**Selection**
'''
Read More: 22 Best Things to Do in Yellowstone

Day 2: Explore Old Faithful and the Upper Geyser Basin

With your first full day in Yellowstone National Park, you’ll see the park’s main attraction: Old Faithful. While this famous geyser is neither the largest geyser nor the most regularly erupting geyser in the park, it is the most accessible predictable geyser in Yellowstone.

Start your day early at Old Faithful, which erupts every 1.5 hours. Check the geyser prediction schedule the night before to determine when to arrive. 

Early morning sunrise as Old Faithful erupts in Yellowstone
Old Faithful eruption

After catching the Old Faithful eruption from the viewing area, explore the rest of the Upper Geyser Basin. Don’t miss Grand Riverside Geyser, Chromatic Pool, and Morning Glory Pool! Finally, end your time here by walking through the Old Faithful Inn and the Yellowstone National Park Visitor Center.
'''
**Required tasks**
(a) Answer these questions from the Old Faithful passage, one line per answer, each marked the same way as its question.
(i) How often does Old Faithful erupt?
(ii) What should be checked the night before to decide when to arrive?
(iii) Which two places does the passage suggest walking through to end the time there?
(b) Transcribe the Old Faithful passage between "After catching the" and "Park Visitor Center.", inclusive.

**Supplied information**
'''
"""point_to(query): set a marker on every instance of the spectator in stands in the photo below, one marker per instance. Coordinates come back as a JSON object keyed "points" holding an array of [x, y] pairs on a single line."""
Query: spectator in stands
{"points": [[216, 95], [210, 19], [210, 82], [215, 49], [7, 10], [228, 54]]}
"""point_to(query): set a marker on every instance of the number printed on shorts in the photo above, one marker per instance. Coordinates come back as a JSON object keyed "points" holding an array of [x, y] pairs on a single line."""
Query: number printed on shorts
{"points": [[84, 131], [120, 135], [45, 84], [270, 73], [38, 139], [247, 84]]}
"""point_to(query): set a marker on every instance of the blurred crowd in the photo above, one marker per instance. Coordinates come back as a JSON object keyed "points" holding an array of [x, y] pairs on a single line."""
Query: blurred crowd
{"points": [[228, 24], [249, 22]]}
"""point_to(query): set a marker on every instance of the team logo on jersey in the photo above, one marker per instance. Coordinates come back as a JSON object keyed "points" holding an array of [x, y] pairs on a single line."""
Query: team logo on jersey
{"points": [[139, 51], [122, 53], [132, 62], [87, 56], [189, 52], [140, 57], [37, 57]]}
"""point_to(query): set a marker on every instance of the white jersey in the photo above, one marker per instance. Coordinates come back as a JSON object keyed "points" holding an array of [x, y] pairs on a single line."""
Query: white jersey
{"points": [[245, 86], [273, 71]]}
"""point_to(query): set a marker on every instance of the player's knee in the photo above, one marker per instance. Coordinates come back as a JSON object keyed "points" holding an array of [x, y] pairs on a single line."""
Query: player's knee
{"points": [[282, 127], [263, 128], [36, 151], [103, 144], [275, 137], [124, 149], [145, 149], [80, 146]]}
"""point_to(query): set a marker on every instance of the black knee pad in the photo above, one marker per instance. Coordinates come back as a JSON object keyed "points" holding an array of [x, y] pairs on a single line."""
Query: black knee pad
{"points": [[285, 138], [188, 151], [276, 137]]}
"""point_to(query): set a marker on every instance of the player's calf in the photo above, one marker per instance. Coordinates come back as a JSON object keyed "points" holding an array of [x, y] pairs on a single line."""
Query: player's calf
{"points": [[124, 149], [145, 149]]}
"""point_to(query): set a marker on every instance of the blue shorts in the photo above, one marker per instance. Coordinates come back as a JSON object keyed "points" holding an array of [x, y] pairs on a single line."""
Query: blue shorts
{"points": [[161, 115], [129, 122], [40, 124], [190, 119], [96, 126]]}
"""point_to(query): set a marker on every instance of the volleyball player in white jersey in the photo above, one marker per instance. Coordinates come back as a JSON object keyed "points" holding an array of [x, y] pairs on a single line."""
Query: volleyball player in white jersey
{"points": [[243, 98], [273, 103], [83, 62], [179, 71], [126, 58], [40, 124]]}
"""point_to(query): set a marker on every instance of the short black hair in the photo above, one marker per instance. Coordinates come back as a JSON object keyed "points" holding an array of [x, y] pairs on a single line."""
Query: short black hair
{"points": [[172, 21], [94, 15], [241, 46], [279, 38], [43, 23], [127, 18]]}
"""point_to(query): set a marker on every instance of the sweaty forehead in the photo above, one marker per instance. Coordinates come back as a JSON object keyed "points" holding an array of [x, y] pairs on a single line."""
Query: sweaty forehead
'''
**Exercise answers**
(a)
(i) Every 1.5 hours.
(ii) The geyser prediction schedule.
(iii) The Old Faithful Inn and the Yellowstone National Park Visitor Center.

(b)
After catching the Old Faithful eruption from the viewing area, explore the rest of the Upper Geyser Basin. Don’t miss Grand Riverside Geyser, Chromatic Pool, and Morning Glory Pool! Finally, end your time here by walking through the Old Faithful Inn and the Yellowstone National Park Visitor Center.